Information supplied —
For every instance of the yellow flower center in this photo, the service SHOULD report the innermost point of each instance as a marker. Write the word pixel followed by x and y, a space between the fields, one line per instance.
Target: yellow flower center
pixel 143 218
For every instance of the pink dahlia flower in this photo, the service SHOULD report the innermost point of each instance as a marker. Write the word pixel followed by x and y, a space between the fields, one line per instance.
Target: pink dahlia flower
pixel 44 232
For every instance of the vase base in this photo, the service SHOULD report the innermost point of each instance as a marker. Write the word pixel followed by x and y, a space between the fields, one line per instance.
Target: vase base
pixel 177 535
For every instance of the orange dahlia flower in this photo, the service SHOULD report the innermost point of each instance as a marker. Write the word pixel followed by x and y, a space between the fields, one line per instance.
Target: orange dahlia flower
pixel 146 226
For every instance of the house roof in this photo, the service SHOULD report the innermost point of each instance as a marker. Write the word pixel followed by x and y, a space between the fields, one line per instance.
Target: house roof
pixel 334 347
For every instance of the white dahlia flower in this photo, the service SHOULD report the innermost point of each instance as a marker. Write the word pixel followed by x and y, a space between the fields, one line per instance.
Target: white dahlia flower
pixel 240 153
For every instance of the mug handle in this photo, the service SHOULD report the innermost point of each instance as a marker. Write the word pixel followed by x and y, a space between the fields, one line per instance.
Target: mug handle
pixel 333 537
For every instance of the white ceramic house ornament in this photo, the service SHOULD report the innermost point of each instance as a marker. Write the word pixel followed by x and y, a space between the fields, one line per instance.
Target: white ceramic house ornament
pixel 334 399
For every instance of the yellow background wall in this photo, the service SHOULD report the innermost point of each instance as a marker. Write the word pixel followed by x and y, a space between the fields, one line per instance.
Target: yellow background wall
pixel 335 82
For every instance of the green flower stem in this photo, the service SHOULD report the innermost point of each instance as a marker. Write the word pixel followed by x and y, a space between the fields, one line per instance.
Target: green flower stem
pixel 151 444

* * *

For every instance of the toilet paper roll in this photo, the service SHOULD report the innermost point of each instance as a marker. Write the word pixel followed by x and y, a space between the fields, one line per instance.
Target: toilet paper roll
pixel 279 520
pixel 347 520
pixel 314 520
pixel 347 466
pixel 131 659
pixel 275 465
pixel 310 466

What you need to do — Looking at the data above, return every line from the one with "For every instance of the mug" down to the one with "For every instance of the white ceramic", exactly and inclusively.

Answer to the exercise —
For every instance of the mug handle in this photo, the service SHOULD report the innermost point of each instance as a marker. Write the word pixel followed by x and y, a space between the fields, one line per instance.
Target: mug handle
pixel 333 537
For every instance of the white ceramic house ornament in this photo, the service SHOULD report the innermost point of each instance as a marker. Write the word pixel followed by x and y, a space between the fields, one line per instance.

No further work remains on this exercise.